┌─ Material provided

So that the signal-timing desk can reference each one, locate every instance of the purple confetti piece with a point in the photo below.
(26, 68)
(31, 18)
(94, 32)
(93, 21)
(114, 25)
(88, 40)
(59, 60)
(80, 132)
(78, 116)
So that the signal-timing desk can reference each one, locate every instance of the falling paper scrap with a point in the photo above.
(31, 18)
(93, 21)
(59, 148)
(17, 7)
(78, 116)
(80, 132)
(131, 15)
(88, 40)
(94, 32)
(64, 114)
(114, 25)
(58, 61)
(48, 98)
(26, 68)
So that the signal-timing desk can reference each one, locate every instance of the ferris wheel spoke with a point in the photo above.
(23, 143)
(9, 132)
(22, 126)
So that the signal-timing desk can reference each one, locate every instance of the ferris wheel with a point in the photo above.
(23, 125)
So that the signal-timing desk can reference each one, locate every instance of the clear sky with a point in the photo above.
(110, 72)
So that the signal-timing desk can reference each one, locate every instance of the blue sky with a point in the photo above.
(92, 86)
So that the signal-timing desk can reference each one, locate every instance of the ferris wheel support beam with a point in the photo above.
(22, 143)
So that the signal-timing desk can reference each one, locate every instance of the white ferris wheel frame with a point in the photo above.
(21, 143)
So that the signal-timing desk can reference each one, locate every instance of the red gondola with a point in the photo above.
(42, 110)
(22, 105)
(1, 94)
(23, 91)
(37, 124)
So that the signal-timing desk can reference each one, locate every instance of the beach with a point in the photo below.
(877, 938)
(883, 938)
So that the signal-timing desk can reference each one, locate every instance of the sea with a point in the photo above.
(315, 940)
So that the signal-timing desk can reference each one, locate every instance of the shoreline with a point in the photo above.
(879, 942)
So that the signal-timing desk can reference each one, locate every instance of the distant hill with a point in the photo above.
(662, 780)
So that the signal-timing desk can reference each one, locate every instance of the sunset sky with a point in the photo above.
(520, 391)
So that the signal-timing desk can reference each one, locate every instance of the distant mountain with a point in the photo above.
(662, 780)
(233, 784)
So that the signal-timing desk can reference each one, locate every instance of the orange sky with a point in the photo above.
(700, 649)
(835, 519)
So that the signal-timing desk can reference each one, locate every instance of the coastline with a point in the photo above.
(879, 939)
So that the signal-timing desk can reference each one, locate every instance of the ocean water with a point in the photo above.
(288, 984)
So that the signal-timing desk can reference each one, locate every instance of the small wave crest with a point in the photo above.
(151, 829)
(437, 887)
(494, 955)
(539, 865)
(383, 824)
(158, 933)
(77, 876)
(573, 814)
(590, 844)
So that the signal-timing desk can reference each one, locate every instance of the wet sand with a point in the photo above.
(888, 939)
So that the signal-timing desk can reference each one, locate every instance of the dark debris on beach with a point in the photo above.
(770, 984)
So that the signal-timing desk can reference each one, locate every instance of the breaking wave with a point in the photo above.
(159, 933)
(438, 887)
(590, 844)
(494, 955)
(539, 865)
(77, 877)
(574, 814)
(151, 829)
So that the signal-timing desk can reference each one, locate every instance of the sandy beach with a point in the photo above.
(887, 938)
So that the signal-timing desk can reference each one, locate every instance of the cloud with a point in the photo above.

└─

Print again the material above, limited to the lines from the one holding "wave with a point in the photo above." through the last, inclusive.

So that the signal-timing desk can reference each one, locate every instance of the breaking wave with a point in the photo above.
(159, 933)
(438, 887)
(590, 844)
(494, 955)
(539, 865)
(77, 877)
(574, 814)
(151, 829)
So that the signal-timing desk can reference each one, locate every instance of the sandy beach with a point in the photo above.
(887, 938)
So that the signal-timing desk can reference each one, locate every instance of the cloud with a point in the photo above.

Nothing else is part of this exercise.